------ TASK INPUT
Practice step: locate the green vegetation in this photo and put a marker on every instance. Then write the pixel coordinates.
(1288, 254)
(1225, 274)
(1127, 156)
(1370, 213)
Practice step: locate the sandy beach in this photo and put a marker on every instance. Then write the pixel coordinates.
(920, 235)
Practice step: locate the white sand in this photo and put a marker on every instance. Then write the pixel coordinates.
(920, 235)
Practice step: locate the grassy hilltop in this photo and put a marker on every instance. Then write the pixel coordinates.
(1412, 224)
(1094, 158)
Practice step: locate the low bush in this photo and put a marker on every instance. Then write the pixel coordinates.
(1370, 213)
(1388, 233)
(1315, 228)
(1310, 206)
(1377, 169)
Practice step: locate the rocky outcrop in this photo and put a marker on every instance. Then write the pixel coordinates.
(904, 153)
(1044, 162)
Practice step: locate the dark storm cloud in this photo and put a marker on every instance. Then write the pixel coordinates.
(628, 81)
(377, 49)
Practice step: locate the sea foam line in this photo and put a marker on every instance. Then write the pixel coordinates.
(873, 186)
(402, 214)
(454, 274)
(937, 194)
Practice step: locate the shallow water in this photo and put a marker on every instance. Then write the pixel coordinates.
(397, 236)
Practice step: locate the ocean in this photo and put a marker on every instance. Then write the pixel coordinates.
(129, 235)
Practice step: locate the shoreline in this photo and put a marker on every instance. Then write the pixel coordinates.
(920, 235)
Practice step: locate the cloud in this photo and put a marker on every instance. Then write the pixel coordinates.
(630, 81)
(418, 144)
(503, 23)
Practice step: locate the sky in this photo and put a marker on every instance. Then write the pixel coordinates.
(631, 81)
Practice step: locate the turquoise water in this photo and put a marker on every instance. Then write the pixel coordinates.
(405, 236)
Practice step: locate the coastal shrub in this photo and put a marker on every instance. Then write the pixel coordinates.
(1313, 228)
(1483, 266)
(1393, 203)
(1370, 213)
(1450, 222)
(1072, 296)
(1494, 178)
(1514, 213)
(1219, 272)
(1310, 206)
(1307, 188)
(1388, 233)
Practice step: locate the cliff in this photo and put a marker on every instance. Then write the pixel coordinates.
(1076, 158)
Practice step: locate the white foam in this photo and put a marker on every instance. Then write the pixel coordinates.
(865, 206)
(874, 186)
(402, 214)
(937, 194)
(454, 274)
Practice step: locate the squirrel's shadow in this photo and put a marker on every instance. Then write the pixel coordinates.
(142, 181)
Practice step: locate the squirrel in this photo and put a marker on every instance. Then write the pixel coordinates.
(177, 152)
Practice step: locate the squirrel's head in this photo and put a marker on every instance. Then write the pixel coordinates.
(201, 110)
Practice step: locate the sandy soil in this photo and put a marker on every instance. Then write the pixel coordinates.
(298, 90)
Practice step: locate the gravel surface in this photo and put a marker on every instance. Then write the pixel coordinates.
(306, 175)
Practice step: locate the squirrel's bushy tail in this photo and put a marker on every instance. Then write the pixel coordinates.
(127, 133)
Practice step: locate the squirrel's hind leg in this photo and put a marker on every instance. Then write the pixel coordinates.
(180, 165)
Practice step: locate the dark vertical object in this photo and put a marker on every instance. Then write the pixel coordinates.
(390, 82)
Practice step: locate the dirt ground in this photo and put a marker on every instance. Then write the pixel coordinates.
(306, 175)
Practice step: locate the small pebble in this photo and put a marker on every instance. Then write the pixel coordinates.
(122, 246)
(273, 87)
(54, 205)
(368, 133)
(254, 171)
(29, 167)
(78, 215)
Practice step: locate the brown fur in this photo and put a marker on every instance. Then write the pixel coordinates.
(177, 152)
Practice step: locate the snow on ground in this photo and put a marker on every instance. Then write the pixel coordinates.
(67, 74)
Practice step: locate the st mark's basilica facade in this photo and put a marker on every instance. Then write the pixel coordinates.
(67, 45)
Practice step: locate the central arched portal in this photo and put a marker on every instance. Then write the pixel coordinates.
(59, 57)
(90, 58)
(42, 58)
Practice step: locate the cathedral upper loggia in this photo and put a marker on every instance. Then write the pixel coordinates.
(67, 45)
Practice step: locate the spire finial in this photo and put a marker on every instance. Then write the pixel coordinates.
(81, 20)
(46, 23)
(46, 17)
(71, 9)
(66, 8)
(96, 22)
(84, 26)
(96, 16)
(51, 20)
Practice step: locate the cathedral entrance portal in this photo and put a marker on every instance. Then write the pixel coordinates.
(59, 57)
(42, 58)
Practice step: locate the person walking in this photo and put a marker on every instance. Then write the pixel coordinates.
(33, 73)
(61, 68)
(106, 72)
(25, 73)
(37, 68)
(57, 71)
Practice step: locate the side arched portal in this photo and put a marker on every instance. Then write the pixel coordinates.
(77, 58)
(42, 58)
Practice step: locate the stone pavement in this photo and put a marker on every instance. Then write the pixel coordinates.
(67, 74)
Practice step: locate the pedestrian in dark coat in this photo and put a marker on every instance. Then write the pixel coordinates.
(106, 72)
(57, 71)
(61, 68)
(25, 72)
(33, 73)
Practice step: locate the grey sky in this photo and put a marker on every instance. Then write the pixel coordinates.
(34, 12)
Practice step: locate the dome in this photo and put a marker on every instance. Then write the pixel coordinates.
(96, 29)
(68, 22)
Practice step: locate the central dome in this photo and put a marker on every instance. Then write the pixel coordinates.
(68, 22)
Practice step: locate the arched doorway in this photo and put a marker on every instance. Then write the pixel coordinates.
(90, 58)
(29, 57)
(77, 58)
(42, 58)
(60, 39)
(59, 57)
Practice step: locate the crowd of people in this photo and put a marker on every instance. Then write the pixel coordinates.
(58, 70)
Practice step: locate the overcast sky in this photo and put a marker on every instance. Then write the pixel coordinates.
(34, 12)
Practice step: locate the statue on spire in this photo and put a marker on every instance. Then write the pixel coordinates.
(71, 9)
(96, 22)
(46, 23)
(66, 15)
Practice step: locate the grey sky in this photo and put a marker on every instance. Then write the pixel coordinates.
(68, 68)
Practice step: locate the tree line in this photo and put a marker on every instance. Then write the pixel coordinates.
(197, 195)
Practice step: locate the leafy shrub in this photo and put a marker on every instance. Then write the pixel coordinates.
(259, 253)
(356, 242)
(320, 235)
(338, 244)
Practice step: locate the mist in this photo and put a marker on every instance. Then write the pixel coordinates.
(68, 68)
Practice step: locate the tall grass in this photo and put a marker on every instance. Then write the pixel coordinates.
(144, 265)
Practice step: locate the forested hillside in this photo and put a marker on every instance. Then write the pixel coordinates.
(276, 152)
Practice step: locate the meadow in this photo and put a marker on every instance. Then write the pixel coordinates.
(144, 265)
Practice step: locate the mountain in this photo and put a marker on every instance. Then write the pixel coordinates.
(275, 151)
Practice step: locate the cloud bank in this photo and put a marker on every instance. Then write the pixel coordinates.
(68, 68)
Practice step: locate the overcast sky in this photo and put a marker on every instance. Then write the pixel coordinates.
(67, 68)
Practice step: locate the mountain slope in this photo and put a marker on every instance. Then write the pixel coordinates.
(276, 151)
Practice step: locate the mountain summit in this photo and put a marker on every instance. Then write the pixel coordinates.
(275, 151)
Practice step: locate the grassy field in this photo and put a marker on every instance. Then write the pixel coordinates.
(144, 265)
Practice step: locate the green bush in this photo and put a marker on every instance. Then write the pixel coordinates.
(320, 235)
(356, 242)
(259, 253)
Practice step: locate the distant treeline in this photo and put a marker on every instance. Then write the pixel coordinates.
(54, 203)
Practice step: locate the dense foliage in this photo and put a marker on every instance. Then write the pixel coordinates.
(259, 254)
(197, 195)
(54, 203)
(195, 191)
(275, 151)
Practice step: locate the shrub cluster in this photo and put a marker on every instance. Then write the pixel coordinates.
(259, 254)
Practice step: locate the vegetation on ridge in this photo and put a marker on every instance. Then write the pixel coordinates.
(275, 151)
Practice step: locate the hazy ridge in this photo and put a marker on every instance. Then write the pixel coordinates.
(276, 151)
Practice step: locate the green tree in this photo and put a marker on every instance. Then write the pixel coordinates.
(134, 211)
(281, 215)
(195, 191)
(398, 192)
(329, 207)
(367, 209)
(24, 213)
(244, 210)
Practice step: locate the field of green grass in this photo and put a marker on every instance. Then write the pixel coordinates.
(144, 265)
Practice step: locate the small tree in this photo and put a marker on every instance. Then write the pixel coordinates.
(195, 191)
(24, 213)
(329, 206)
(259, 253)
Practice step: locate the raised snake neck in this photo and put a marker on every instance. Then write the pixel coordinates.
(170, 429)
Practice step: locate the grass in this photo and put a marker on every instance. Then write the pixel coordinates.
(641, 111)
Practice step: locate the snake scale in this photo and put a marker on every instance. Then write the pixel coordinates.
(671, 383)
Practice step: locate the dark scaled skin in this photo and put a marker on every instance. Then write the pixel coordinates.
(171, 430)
------------
▸ GOAL OF THE EXERCISE
In the listing above, the line with "Practice step: locate the grassy field" and every line after it must be set down word for word, and no other line.

▸ REPLY
Practice step: locate the grassy field in this photo and put a marker on every instance. Then write the pixel coordinates.
(144, 265)
Practice step: locate the green bush in this photo and put a marker on every instance. Then write the pixel coordinates.
(320, 235)
(356, 242)
(259, 253)
Practice step: locate the distant treeline in this photo and put a marker on every instance. Then write the pixel coordinates.
(54, 203)
Practice step: locate the dense foliage in this photo and put a marker on every instance. Then write the pixel coordinates.
(259, 254)
(197, 195)
(54, 203)
(195, 191)
(275, 151)
Practice step: locate the shrub cluster in this photo and put a marker on every instance. Then write the pixel coordinates.
(259, 254)
Practice step: locate the vegetation on ridge in this photo and put a marker on every instance. Then write the pixel coordinates.
(275, 151)
Practice step: locate the hazy ridge in this photo and put a marker on every instance. Then write the pixel coordinates.
(276, 151)
Practice step: locate the green tree in this photo and put a marker on every instance. Then write the pixel coordinates.
(134, 211)
(281, 215)
(195, 191)
(398, 192)
(329, 207)
(367, 209)
(24, 213)
(244, 210)
Practice step: locate the field of green grass in this photo and put a marker on every instance. Then write the pixel coordinates.
(144, 265)
Practice step: locate the small tree in this photo and put a marker on every instance. Then write the pixel coordinates.
(195, 191)
(24, 213)
(329, 206)
(259, 253)
Practice step: locate the raised snake neck in this photo and put a marker on every instance. Then write the pixel coordinates.
(170, 429)
Practice step: locate the grass in this photo and put a marker on every instance. Then write the pixel coordinates.
(641, 111)
Practice step: locate the snake scale in this photo and put a marker on every instance. Then write the pixel coordinates.
(671, 383)
Practice step: locate the dark scaled skin in this photo and put a marker on every instance. Then write the pixel coordinates.
(171, 430)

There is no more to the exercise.